§ **SET PROBLEM**
Could you rewrite the lines below as a numbered list, dropping any blank lines?

(Stored items)

[start]

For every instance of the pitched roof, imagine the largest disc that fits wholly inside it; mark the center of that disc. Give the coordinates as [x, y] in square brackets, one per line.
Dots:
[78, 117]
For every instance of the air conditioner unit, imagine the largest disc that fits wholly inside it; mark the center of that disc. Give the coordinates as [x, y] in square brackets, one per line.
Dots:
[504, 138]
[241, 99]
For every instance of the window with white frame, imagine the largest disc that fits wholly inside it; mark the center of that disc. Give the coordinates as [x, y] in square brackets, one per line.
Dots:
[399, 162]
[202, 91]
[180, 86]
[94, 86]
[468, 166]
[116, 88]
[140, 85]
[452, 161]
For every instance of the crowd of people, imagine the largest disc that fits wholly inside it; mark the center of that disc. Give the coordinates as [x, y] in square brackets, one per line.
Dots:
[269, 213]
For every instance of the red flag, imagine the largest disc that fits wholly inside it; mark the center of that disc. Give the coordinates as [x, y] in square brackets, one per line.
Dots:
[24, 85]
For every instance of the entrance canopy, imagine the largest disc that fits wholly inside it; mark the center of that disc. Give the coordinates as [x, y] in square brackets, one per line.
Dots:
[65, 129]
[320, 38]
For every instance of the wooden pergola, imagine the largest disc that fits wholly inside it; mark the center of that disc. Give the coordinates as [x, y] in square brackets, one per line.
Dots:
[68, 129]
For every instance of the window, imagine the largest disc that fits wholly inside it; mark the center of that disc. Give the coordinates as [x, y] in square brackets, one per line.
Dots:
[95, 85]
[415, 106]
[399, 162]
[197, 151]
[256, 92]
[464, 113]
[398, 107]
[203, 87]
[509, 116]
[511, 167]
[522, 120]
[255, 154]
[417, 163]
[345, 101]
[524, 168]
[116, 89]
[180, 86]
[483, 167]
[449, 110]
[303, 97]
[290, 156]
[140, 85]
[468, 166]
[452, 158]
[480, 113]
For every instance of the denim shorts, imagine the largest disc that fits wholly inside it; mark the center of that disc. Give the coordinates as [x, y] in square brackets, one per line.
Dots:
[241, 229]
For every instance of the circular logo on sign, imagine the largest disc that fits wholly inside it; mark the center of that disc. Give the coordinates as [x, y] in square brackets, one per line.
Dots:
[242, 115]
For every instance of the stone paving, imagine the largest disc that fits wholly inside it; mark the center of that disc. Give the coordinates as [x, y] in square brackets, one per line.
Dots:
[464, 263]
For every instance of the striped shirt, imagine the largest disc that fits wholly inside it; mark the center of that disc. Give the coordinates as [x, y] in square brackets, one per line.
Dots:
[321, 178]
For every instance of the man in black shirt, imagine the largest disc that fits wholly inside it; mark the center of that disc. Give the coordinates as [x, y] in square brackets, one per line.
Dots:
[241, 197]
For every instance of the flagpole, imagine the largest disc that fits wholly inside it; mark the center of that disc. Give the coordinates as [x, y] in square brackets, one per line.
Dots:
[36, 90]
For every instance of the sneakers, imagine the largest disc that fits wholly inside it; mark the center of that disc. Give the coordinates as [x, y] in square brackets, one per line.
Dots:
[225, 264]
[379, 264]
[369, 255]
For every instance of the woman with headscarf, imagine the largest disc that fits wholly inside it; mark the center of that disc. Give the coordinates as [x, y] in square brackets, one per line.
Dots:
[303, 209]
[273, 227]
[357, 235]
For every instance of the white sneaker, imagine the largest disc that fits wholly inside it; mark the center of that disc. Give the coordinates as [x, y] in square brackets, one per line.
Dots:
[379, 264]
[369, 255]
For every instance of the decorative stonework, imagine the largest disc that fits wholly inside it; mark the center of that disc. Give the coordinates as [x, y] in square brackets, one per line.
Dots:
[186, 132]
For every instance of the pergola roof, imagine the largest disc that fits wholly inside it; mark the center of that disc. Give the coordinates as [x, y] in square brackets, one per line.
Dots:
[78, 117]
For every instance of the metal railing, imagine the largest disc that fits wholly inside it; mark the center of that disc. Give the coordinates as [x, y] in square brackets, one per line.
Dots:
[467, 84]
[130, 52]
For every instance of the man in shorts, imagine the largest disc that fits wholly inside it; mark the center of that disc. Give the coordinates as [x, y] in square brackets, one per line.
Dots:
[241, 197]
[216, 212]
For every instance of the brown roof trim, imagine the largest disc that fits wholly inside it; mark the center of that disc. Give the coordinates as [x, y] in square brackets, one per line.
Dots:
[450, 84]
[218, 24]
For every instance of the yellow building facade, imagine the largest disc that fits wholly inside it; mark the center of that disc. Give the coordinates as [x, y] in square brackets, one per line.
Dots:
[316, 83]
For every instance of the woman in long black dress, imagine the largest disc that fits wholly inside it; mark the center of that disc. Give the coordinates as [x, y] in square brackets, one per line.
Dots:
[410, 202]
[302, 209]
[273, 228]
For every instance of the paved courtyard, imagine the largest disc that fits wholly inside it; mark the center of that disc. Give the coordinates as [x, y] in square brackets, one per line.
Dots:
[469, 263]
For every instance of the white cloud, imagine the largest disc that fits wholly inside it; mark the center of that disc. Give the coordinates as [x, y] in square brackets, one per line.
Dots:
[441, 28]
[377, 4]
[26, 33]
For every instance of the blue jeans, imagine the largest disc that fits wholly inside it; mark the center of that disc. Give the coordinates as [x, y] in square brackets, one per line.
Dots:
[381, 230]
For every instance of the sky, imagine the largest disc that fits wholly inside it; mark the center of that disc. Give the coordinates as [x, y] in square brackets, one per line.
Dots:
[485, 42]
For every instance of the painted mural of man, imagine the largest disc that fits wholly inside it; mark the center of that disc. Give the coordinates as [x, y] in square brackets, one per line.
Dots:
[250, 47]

[end]

§ **RESULT**
1. For every instance of the pitched roof, imagine the largest disc that fits wholly inside it; mark the center of that disc. Give the coordinates as [x, y] in square brackets, one per line.
2. Dots:
3. [78, 117]
4. For every instance of the air conditioner unit, imagine the largest disc that fits wholly inside it; mark the center of that disc. Give the coordinates as [x, y] in square brackets, one per line.
5. Dots:
6. [504, 138]
7. [241, 99]
8. For every instance of the window with white frame, imagine the largest disc that fits wholly inside it; mark the center of that disc. Give the coordinates as [x, y] in square brackets, one per line.
9. Dots:
10. [399, 162]
11. [202, 91]
12. [180, 86]
13. [94, 86]
14. [468, 166]
15. [116, 88]
16. [140, 85]
17. [452, 161]
18. For every instance of the crowd of people, imagine the largest disc that fits wholly inside it; mark the center of that disc. Give the coordinates as [x, y] in square brackets, one per line.
19. Dots:
20. [269, 213]
21. For every instance of the red flag, imagine the largest disc that fits wholly inside it; mark the center of that disc. Give the coordinates as [x, y] in square brackets, one per line.
22. Dots:
23. [24, 85]
24. For every instance of the entrance canopy, imagine the largest disc that fits wholly inside it; mark the center of that disc. Give the coordinates as [x, y] in square brackets, one per line.
25. Dots:
26. [65, 129]
27. [320, 38]
28. For every instance of the wooden pergola, imagine the largest disc that fits wholly inside it; mark the center of that disc. Give the coordinates as [x, y] in square brackets, one per line.
29. Dots:
30. [68, 129]
31. For every instance of the window, imagine the largest disc that fits wholly inside it; mark the center of that disc. Give the coordinates as [x, y] in square brackets, one per line.
32. Dots:
33. [95, 85]
34. [415, 106]
35. [399, 162]
36. [197, 151]
37. [256, 92]
38. [464, 113]
39. [398, 107]
40. [203, 87]
41. [509, 116]
42. [511, 167]
43. [522, 120]
44. [255, 154]
45. [417, 163]
46. [345, 101]
47. [524, 168]
48. [116, 89]
49. [180, 86]
50. [483, 167]
51. [449, 110]
52. [303, 97]
53. [290, 156]
54. [140, 85]
55. [468, 166]
56. [452, 158]
57. [480, 113]
58. For every instance of the denim shorts, imagine the largest disc that fits wholly inside it; mark the center of that disc. Give the coordinates as [x, y] in square brackets, one per line.
59. Dots:
60. [241, 229]
61. For every instance of the circular logo on sign, imagine the largest disc that fits wholly inside it; mark the center of that disc. Give the coordinates as [x, y] in square brackets, one per line.
62. Dots:
63. [242, 115]
64. For every instance of the stone paving, imagine the largest disc that fits wholly inside it; mark the center of that disc. Give the coordinates as [x, y] in square brackets, one per line.
65. Dots:
66. [464, 263]
67. For every instance of the striped shirt, imagine the largest disc that fits wholly inside it; mark the center of that disc. Give the coordinates as [x, y] in square brackets, one per line.
68. Dots:
69. [321, 178]
70. For every instance of the man in black shirt, imagine the largest disc that fits wholly inside it; mark the center of that disc. Give the coordinates as [x, y] in square brackets, one per line.
71. Dots:
72. [241, 197]
73. For every instance of the flagpole, imagine the largest disc that fits wholly inside it; mark the center of that disc. Give the coordinates as [x, y] in square brackets, one per line.
74. Dots:
75. [36, 90]
76. For every instance of the sneakers, imagine the largest disc that fits wholly inside it; mark the center of that disc. Give the coordinates as [x, y] in square brackets, one per line.
77. Dots:
78. [225, 264]
79. [379, 264]
80. [369, 255]
81. For every instance of the woman with headscarf, imagine the largest disc that fits wholly inside it; mark the center of that disc. Give the coordinates as [x, y] in square brackets, one per line.
82. Dots:
83. [303, 209]
84. [273, 227]
85. [357, 235]
86. For every instance of the white sneaker, imagine the largest disc that fits wholly inside it; mark the center of that disc. Give the coordinates as [x, y] in square brackets, one per line.
87. Dots:
88. [379, 264]
89. [369, 255]
90. For every instance of the decorative stonework, imagine the largest disc that fits wholly inside it; mark the center of that disc. Give the coordinates as [x, y] in square brackets, one per line.
91. Dots:
92. [186, 132]
93. For every instance of the pergola roof, imagine the largest disc that fits wholly inside it; mark the center of that disc. Give the coordinates as [x, y] in square brackets, one per line.
94. Dots:
95. [78, 117]
96. For every instance of the metal railing, imagine the largest disc that fits wholly inside it; mark the center of that disc. Give the coordinates as [x, y] in square brackets, one per line.
97. Dots:
98. [467, 84]
99. [130, 52]
100. For every instance of the man in shorts, imagine the largest disc that fits wholly inside it; mark the center of that disc. Give the coordinates as [x, y] in square brackets, one per line.
101. Dots:
102. [241, 197]
103. [216, 212]
104. For every instance of the brown roof trim, imagine the largest disc that fits wholly inside it; mark the center of that disc. Give the coordinates as [x, y] in square brackets, one per line.
105. Dots:
106. [450, 84]
107. [218, 24]
108. For every instance of the yellow building facade, imagine the largest disc that fits wholly inside it; mark the center of that disc. Give the coordinates as [x, y] in square brackets, one per line.
109. Dots:
110. [316, 83]
111. For every instance of the woman in long black dress, imagine the largest disc that fits wholly inside it; mark the center of that disc. Give the coordinates as [x, y] in square brackets, one per line.
112. Dots:
113. [410, 202]
114. [302, 209]
115. [273, 228]
116. For every instance of the paved courtyard, imagine the largest disc that fits wholly inside it; mark the center of that disc. Give the coordinates as [x, y] in square brackets, one per line.
117. Dots:
118. [469, 263]
119. For every instance of the white cloud, imagine the largest disc that fits wholly inside it; mark the center of that disc. Give the coordinates as [x, y] in square brackets, one per line.
120. Dots:
121. [441, 28]
122. [377, 4]
123. [26, 33]
124. For every instance of the blue jeans, imagine the largest disc that fits wholly inside it; mark the center of that disc. Give the coordinates as [x, y] in square brackets, one per line.
125. Dots:
126. [381, 230]
127. For every instance of the sky, imagine the largest disc that fits wholly inside it; mark the center of that disc. Give the coordinates as [x, y] in square brackets, one per line.
128. Dots:
129. [485, 42]
130. For every instance of the painted mural of man, imagine the largest disc that fits wholly inside it; mark the center of that disc. Give the coordinates as [x, y] in square brackets, one per line.
131. Dots:
132. [250, 47]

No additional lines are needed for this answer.